SUPPLIED INFORMATION -
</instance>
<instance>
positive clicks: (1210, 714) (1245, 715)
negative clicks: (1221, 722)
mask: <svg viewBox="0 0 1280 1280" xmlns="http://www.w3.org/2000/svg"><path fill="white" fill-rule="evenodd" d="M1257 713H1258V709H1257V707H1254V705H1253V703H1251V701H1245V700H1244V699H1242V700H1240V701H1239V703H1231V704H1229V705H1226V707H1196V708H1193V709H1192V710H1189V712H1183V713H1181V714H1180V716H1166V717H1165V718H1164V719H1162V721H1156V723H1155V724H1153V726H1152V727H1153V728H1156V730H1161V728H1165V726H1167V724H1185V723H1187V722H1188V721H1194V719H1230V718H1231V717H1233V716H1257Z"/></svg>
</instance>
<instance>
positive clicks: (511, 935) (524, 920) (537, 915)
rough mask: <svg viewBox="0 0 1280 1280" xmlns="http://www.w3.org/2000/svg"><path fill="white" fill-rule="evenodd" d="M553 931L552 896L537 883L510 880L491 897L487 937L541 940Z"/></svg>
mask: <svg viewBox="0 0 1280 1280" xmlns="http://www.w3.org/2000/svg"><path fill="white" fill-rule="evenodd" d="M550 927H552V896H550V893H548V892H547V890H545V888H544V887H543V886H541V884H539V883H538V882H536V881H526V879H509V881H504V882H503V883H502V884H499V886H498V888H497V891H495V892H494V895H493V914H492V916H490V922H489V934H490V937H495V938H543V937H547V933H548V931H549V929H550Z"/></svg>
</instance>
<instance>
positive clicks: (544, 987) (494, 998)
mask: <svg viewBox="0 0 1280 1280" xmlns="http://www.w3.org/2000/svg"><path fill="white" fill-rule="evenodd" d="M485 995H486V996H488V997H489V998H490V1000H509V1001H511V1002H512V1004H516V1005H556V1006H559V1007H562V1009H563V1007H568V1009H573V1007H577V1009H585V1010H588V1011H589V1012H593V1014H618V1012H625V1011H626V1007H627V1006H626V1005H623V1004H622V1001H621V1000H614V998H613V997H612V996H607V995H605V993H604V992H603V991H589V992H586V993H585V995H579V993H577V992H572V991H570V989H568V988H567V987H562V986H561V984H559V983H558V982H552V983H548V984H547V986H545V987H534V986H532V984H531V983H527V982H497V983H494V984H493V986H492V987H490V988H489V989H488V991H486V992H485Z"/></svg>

INSTRUCTIONS FOR THE TASK -
Please restate the records word for word. Go from the first line to the line with "positive clicks: (511, 935)" and include both.

WRITTEN RESPONSE -
</instance>
<instance>
positive clicks: (1210, 714) (1245, 715)
negative clicks: (1221, 722)
mask: <svg viewBox="0 0 1280 1280" xmlns="http://www.w3.org/2000/svg"><path fill="white" fill-rule="evenodd" d="M1257 713H1258V709H1257V707H1254V705H1253V703H1251V701H1245V700H1244V699H1242V700H1240V701H1239V703H1231V704H1229V705H1226V707H1196V708H1193V709H1192V710H1189V712H1183V713H1181V714H1180V716H1166V717H1165V718H1164V719H1162V721H1156V723H1155V724H1153V726H1152V727H1153V728H1156V730H1161V728H1165V726H1167V724H1185V723H1187V722H1188V721H1194V719H1230V718H1231V717H1233V716H1257Z"/></svg>
</instance>
<instance>
positive clicks: (511, 935) (524, 920) (537, 915)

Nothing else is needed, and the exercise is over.